**Verilen İstek 1**
Aşağıdaki girdilerde "In the photo above, where can the green coleman" ifadesini içeren satırdan girdilerin sonuna kadar uzanan satırları, iki uç da dahil olmak üzere, hiçbir değişiklik yapmadan yeniden yazar mısın?
**Verilen İstek 2**
Meral Akşener'in İyi Parti'ye vedasını konu alan aşağıdaki yazıyı kaldığı yerden devam ettirir misin?

**Sağlanan Metin**
++++++++

Seçim akşamı sandık sonuçları netleştiğinde televizyon ekranlarından bu netlikte ifade etmiştim görüşümü. İyi Parti'ye yeni genel başkan seçmişken ve Akşener –en azından bir müddet- köşesine çekilmişken yeniden söylemezsem olmaz.
Malum Cumartesi günü Ankara'da yapılan İyi Parti Kongresinde ipi Akşener'in örtülü desteğini alan Müsavat Dervişoğlu göğüsledi.
Partinin kurucu genel başkanı, partililerin anası, bacısı, ablası olan Meral Akşener de veda etti İyi Parti'ye. Ama beklenenin aksine ağlamadı, boşluğa tükürmedi, kürsüyü yumruklamadı. Sakindi.
Önceki kritik hitaplarında duygusal ve tepkisel davrandığı, ağdalı cümlelere, anlam yüklü sembollere başvurduğu bilinen Akşener için oldukça düz ve sade bir konuşmaydı veda konuşması.
"Haklı çıktım, bedel ödedim, gidiyorum" dedi özetle.
O sahneden inerken salon usulen ayağa kalktı ama alkışların cılızlığı da ortadaydı.
Sözlerinin ya da samimiyetinin sorgulandığına yorabiliriz sanırım bunu.
AKŞENER'İN GÜNAHI
İyi Parti'yi kurduğu ve partiden ayrıldığı 25 Ekim 2017 ile 27 Nisan 2024 arasında geçen 6 buçuk yılda ne yaptı peki Meral Hanım? Varlığıyla, kararlarıyla, söylemleriyle neyi değiştirdi Türk siyasi hayatında?
Kestirmeden söyleyelim.
Tam da 15 Temmuz darbe/işgal girişime gidilen süreçte MHP'yi hırpalayarak İyi Parti'de topladığı milliyetçi, merkez sağcı, ulusalcı oyları ağır çekim bir hokus pokusla CHP'ye taşıdı Akşener.
Hangi CHP'ye taşıdığı sorusu önemli burada...
2010 sonrasında devletçi, ulusalcı, vatanperver niteliklerini kaybeden ve o dönem adı HDP olan PKK partisine eklemlenen CHP'ye.

++++++++

**Verilen Girdiler**
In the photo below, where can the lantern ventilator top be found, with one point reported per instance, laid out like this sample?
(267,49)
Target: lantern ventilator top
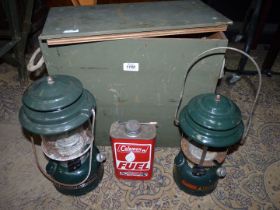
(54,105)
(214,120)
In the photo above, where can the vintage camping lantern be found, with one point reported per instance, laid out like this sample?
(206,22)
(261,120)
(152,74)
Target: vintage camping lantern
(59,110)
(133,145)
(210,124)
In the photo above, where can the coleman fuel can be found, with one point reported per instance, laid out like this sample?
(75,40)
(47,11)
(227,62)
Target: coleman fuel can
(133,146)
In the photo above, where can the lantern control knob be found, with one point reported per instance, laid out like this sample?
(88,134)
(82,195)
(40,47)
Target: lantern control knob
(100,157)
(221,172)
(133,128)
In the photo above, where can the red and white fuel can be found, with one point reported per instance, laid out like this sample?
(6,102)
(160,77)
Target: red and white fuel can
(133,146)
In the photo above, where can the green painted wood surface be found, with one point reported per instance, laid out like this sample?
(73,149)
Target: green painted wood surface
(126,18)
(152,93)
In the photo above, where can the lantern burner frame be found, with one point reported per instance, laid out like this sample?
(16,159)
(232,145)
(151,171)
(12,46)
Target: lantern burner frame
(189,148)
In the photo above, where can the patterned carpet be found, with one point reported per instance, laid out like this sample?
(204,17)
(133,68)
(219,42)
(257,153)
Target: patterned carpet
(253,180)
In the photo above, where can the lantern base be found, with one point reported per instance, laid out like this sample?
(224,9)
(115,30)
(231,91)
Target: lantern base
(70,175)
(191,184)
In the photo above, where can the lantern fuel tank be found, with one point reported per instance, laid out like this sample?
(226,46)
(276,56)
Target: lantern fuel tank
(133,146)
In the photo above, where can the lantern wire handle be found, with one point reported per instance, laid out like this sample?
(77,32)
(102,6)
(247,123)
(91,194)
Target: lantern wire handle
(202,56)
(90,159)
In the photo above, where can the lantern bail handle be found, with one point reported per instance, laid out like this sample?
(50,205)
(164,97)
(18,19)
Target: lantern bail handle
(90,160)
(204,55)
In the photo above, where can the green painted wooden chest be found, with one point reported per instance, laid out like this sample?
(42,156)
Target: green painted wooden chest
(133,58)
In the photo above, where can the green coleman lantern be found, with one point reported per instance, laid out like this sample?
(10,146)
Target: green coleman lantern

++++++++

**Beklenen Yanıt 1**
In the photo above, where can the green coleman lantern be found, with one point reported per instance, laid out like this sample?
(10,146)
Target: green coleman lantern

**Beklenen Yanıt 2**
Yani iktidarı bildik yöntemlerle değiştiremeyen; AK Parti ve Erdoğan'ı terörle, ajan örgütleriyle, medya baskısıyla, yolsuzluk iddialarıyla, ekonomi kırbacıyla yola getiremeyeceğini anlayan ABD yeni bir maşaya ihtiyaç duydu.
Muhalefet böyle dizayn edildi. 2010 sonrasında CHP'deki değişim, BDP varken "Türkiye partisi" iddiası/kandırmacasıyla HDP'nin kurulması, MHP içinden İyi Parti'nin, AK Parti'den DEVA, Gelecek, Saadet'ten YRP çıkartılması...
KAYI SANCAĞI VE KINALI ELLERLE!
Terör örgütlerine, yabancı istihbaratların emrindeki ajan yapılanmalarına, devlete yan bakan her tür anlayışa karşı tavrı, duruşu, duyuşu net olan toplum kesimlerini değiştirerek yaptı bunu Akşener. Bu yapılara, söylemlere yönelik tepkileri yumuşattı, yan yana gelişleri normalleştirdi.
Birden bire de olmadı bu "nakil işlemi".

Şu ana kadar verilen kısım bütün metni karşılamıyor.